- [Zitierter Text]
Sonntagseinkäufe vor dem Aus

Stormarner Tageblatt  27.09.2022

Koordinator zieht sich in Bad Oldesloe zurück und ein Nachfolger ist nicht in Sicht

Der aktuelle Verkaufsoffene Sonntag in Bad Oldesloe wurde auch durch das Wetter zum Flop. Aber es mangelte auch an Aktionen und Angeboten.  Patrick Niemeier
Der aktuelle Verkaufsoffene Sonntag in Bad Oldesloe wurde auch durch das Wetter zum Flop. Aber es mangelte auch an Aktionen und Angeboten. Patrick Niemeier

Patrick Niemeier

Regen, graue Wolken, leere Einkaufsstraßen und verhaltene Stimmung. Der aktuelle verkaufsoffene Sonntag in Bad Oldesloe litt unter dem verregneten Herbstwetter. Allerdings könnte man die Situation auch als symbolisch für den Zustand dieser Veranstaltung sehen, die seit vielen Jahren ein Sorgenkind ist.

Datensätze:
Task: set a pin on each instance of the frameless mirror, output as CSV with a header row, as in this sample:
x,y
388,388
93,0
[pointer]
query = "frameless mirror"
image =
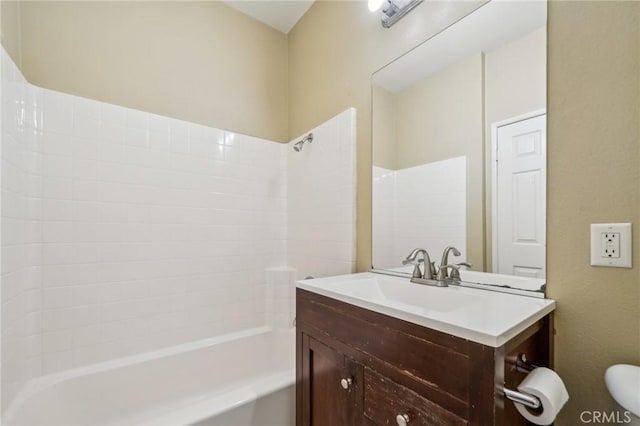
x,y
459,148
--
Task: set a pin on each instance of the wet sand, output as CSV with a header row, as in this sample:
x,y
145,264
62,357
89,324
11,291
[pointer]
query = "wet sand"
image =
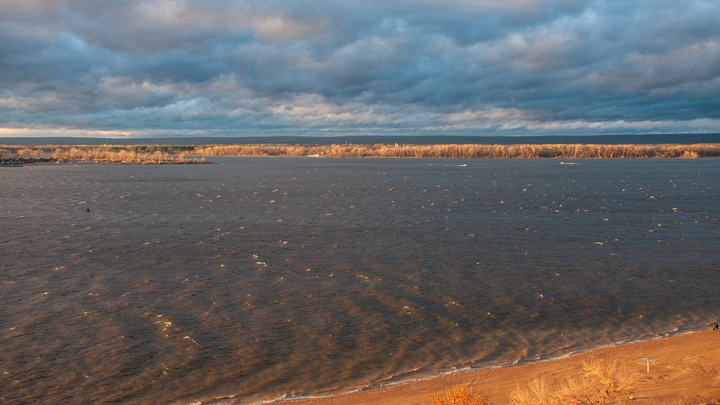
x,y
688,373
==
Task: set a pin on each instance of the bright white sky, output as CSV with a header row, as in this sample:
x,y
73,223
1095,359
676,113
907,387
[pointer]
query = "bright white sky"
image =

- [Ihre Aufgaben]
• 1. Zählen Sie alles auf, was der Artikel zum verkaufsoffenen Sonntag in Bad Oldesloe in dem Satz nennt, der mit „Regen, graue Wolken“ beginnt.
• 2. Fassen Sie den Artikel zum verkaufsoffenen Sonntag in Bad Oldesloe in zwei Sätzen zusammen.

- [Antworten je Aufgabe]
• 1. Regen, graue Wolken, leere Einkaufsstraßen, verhaltene Stimmung

• 2. Der aktuelle verkaufsoffene Sonntag in Bad Oldesloe litt unter verregnetem Herbstwetter und wurde zum Flop, zudem mangelte es an Aktionen und Angeboten. Der Koordinator zieht sich zurück, ein Nachfolger ist nicht in Sicht, und die Veranstaltung ist seit vielen Jahren ein Sorgenkind.